◆ **Written instruction 1**: Pull out each line of the entries below that contains the string "headlight", copying every such line unchanged.

The "nested lists" option was the fastest, but it doesn't include the time that it takes to flatten the list. When I used the unlist function to flatten the nested list, I got a stack overflow when the length of the list was around 1.26e5 or higher, because the unlist function calls itself recursively by default: n=1.26e5;l=list();for(i in 1:n)l=list(l,list(i));u=unlist(l). And when I used repeated calls of unlist(recursive=F), it took about 4 seconds to run even for a list with only 10,000 items: for(i in 1:n)l=unlist(l,recursive=F). But when I did the unlisting manually, it only took about 0.3 seconds to run for a list with a million items: o=integer(n);for(i in 1:n){o[n-i+1]=l[[2]];l=l[[1]]}.

◆ **Written instruction 2**: Proceed with the passage above on flattening nested lists in R, writing on from its last sentence.

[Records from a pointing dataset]
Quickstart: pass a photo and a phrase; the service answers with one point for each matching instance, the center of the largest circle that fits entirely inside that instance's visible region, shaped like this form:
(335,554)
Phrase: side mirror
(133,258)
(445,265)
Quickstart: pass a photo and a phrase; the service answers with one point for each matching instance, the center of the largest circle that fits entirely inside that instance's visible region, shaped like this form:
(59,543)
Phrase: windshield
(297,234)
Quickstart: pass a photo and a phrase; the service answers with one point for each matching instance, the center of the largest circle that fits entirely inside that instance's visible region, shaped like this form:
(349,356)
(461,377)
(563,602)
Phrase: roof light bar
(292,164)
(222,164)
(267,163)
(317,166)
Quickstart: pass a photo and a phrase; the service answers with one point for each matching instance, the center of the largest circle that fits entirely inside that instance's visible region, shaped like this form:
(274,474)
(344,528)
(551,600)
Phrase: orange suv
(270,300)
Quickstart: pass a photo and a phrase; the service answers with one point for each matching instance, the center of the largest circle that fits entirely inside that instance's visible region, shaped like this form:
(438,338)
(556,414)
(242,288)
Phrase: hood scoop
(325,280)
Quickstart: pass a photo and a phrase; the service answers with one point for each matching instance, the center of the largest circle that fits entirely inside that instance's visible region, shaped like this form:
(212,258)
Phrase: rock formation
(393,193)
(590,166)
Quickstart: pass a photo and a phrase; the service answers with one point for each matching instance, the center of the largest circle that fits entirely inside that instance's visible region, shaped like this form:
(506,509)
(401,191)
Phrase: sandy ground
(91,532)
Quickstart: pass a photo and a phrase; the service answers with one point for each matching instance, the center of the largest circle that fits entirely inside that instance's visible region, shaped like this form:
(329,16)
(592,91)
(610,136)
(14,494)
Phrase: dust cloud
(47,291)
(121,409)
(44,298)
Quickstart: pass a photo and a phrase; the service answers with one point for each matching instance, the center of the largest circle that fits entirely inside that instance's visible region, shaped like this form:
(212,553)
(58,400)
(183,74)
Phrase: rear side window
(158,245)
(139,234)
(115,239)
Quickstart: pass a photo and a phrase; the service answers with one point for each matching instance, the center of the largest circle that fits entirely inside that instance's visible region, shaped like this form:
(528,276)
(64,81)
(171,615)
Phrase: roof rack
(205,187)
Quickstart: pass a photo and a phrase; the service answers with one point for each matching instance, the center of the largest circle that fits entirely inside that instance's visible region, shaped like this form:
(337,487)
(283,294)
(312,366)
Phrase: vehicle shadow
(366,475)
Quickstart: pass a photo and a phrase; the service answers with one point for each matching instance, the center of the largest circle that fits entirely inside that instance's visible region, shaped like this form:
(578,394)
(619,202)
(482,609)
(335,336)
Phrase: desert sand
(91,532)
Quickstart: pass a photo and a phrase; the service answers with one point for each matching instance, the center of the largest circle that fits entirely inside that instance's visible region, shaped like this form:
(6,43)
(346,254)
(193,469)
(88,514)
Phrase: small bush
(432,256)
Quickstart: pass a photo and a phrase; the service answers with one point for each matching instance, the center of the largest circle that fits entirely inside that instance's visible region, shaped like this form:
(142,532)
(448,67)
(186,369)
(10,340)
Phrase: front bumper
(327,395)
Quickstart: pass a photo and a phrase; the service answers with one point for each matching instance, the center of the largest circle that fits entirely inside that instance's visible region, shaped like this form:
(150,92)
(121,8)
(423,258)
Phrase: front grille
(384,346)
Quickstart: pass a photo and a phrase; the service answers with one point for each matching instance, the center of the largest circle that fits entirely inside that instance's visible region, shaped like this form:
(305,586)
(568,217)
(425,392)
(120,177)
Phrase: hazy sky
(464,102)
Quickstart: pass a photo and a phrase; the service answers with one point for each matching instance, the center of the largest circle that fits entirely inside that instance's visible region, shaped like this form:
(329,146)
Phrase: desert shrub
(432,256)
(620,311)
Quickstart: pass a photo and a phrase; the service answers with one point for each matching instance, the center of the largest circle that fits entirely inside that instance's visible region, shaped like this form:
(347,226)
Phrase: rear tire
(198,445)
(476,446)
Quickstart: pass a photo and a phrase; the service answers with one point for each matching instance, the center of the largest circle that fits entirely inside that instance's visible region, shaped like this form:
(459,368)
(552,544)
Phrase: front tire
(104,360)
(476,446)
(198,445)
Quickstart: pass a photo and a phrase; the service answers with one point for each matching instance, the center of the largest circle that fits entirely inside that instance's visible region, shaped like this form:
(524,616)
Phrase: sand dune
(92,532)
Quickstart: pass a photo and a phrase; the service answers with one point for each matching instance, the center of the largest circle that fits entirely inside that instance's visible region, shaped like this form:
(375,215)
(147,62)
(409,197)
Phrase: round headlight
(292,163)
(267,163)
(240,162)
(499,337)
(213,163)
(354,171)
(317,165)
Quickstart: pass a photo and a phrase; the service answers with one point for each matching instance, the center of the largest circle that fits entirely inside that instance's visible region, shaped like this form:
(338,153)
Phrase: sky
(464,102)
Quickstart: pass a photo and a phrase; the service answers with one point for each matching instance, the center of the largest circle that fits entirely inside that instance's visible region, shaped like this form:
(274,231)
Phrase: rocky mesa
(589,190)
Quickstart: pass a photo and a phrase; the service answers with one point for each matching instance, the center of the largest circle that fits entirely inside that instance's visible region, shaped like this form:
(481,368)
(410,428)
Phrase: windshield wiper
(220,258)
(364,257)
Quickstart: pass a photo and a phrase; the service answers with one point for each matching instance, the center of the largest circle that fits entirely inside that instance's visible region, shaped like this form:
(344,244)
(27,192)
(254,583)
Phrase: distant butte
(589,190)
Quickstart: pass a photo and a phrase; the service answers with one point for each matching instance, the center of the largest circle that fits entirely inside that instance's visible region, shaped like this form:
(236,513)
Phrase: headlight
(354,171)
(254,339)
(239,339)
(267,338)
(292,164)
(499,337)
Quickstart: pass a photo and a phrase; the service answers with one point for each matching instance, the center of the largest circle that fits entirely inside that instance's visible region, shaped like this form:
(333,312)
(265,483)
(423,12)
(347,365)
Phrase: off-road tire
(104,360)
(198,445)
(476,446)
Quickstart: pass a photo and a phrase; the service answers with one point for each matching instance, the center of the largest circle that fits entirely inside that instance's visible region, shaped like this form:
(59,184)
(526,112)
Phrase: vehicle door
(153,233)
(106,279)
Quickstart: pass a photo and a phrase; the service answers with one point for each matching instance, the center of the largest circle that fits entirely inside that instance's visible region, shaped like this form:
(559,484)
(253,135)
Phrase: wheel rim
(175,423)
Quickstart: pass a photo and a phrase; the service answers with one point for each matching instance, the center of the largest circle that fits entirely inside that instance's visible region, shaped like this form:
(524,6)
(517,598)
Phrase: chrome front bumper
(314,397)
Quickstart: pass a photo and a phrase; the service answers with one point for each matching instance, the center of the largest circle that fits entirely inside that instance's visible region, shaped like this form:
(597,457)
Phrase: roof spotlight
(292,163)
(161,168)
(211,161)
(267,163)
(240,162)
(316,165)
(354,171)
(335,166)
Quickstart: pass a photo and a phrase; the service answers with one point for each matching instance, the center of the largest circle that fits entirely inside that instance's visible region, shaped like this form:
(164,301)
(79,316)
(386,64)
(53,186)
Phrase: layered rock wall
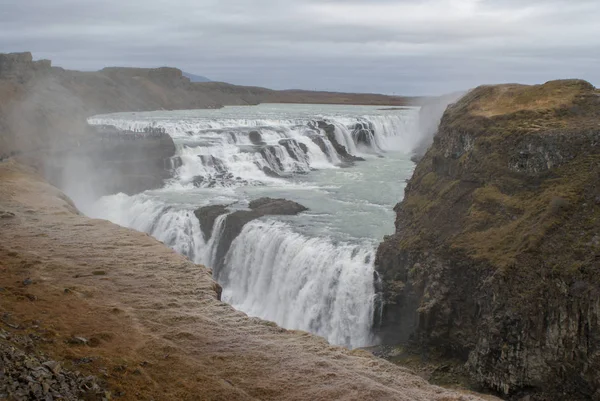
(496,255)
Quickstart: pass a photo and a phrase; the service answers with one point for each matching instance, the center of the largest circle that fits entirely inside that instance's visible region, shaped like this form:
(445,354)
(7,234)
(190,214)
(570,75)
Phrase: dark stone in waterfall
(320,142)
(198,180)
(207,216)
(214,162)
(271,206)
(290,145)
(269,153)
(346,158)
(256,138)
(235,222)
(364,133)
(173,163)
(270,173)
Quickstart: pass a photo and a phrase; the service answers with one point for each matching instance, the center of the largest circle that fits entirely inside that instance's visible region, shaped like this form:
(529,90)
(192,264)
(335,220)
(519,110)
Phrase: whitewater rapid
(311,272)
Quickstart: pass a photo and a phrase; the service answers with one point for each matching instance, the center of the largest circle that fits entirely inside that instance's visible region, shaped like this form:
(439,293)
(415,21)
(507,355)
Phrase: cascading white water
(302,283)
(291,272)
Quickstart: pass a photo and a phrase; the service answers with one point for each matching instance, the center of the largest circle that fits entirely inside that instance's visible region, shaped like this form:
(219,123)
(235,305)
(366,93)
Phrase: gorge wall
(496,255)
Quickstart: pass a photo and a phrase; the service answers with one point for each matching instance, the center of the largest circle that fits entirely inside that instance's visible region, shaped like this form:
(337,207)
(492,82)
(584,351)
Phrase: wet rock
(270,206)
(256,138)
(340,149)
(207,216)
(235,222)
(269,172)
(364,133)
(295,149)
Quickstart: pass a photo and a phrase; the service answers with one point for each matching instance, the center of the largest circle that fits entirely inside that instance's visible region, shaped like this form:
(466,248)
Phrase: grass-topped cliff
(496,256)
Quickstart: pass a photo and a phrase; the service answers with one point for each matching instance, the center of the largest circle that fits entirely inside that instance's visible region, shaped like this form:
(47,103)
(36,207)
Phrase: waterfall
(302,283)
(314,283)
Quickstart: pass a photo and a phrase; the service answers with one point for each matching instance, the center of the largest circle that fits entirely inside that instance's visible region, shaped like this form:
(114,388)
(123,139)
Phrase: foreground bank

◆ **Task output 1**:
Phrase: round headlight
Phrase: headlight

◆ **Task output 2**:
If you don't know how many items you are going to append to a list in advance but you know the maximum number of items, then you can try to initialize the list at the maximum length and then later remove NULL values. Or another approach is to double the size of the list every time the list becomes full (which you can do faster if you have one variable for the length of the list and another variable for the number of items you have added to the list, so then you don't have to check the length of the list object on each iteration of a loop):
ns=10^c(2:7)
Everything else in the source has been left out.